> **Exercise description**: Your response should match the records line for line.
Segment Open
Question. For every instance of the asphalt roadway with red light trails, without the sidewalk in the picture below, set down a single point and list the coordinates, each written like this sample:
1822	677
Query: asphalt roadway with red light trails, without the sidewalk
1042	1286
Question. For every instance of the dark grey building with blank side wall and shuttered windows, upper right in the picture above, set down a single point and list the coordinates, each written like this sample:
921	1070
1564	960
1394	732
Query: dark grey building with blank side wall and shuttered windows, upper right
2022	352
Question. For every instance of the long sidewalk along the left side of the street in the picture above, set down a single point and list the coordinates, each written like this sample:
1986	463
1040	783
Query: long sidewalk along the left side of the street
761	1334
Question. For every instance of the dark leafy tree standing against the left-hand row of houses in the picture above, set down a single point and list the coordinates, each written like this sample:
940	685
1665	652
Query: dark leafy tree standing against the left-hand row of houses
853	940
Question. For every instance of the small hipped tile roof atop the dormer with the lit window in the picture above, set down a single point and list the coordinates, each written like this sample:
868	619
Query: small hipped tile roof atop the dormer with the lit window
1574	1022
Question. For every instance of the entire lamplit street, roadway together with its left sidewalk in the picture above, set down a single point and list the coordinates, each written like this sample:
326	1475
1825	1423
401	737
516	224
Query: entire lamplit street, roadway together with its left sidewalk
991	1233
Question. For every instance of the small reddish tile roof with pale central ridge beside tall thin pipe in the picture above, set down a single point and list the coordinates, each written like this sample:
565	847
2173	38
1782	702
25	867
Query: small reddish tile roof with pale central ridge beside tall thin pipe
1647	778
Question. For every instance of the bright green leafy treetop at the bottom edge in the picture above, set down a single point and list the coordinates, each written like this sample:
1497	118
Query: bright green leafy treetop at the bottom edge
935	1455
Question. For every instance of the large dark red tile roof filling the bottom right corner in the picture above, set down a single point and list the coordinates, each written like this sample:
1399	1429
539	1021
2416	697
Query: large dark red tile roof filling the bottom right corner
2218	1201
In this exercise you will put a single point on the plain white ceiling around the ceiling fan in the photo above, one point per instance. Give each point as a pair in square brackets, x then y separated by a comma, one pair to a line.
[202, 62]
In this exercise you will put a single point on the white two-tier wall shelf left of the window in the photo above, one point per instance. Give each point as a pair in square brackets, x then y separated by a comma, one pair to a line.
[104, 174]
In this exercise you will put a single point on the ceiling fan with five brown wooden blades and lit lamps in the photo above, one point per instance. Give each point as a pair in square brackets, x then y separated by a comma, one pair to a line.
Segment Closed
> **Output below**:
Question. For every instance of the asphalt roadway with red light trails, without the sidewalk in the picture below, set down a single point and list the coordinates, each written like this sample:
1822	677
Query: asphalt roadway with red light trails, without the sidewalk
1042	1286
Question. For every instance of the dark grey building with blank side wall and shuttered windows, upper right in the picture above, set down a single point and list the coordinates, each written like this sample:
921	1070
1564	960
1394	732
Query: dark grey building with blank side wall and shuttered windows, upper right
2022	352
Question. For every instance of the long sidewalk along the left side of the street in the picture above, set down a single point and list the coordinates, each written like this sample:
1986	463
1040	783
Query: long sidewalk along the left side of the street
761	1334
Question. For every instance of the dark leafy tree standing against the left-hand row of houses in the picture above, set down a single point and list the coordinates, each written like this sample:
940	685
1665	652
Query: dark leafy tree standing against the left-hand row of houses
853	940
Question. For every instance of the small hipped tile roof atop the dormer with the lit window in the picture above, set down a single point and list the coordinates, each written like this sample:
868	619
Query: small hipped tile roof atop the dormer with the lit window
1574	1022
Question. For every instance of the entire lamplit street, roadway together with its left sidewalk in the picture above, set down a single point and list the coordinates, each written like this sample:
326	1475
1825	1423
401	737
516	224
Query: entire lamplit street, roadway together with its left sidewalk
991	1233
Question. For every instance of the small reddish tile roof with pale central ridge beside tall thin pipe in the picture above, set down a single point and list the coordinates, each written like this sample:
565	847
2173	38
1782	702
25	867
Query: small reddish tile roof with pale central ridge beside tall thin pipe
1647	778
Question. For every instance of the bright green leafy treetop at the bottom edge in the picture above, set down a single point and list the coordinates, each written like this sample:
1497	118
Query: bright green leafy treetop at the bottom edge
935	1455
Question. For every instance of the large dark red tile roof filling the bottom right corner in the picture above, set down a single point and list the coordinates, each written like this sample:
1399	1429
539	1021
2416	697
Query: large dark red tile roof filling the bottom right corner
2218	1201
In this exercise you will put a single point on the plain white ceiling around the ceiling fan in the photo above, one point per instance. Give each point as a pair in square brackets, x then y separated by a comma, one pair to a line.
[202, 62]
In this exercise you will put a single point on the white two-tier wall shelf left of the window in the photo above, one point per instance. Give each point as a pair in square brackets, x then y separated by a comma, one pair to a line.
[104, 174]
In this exercise you will put a single point on the ceiling fan with five brown wooden blades and lit lamps in the photo above, one point per instance. Give each point as a pair in square brackets, x then y separated by a comma, one pair to a line.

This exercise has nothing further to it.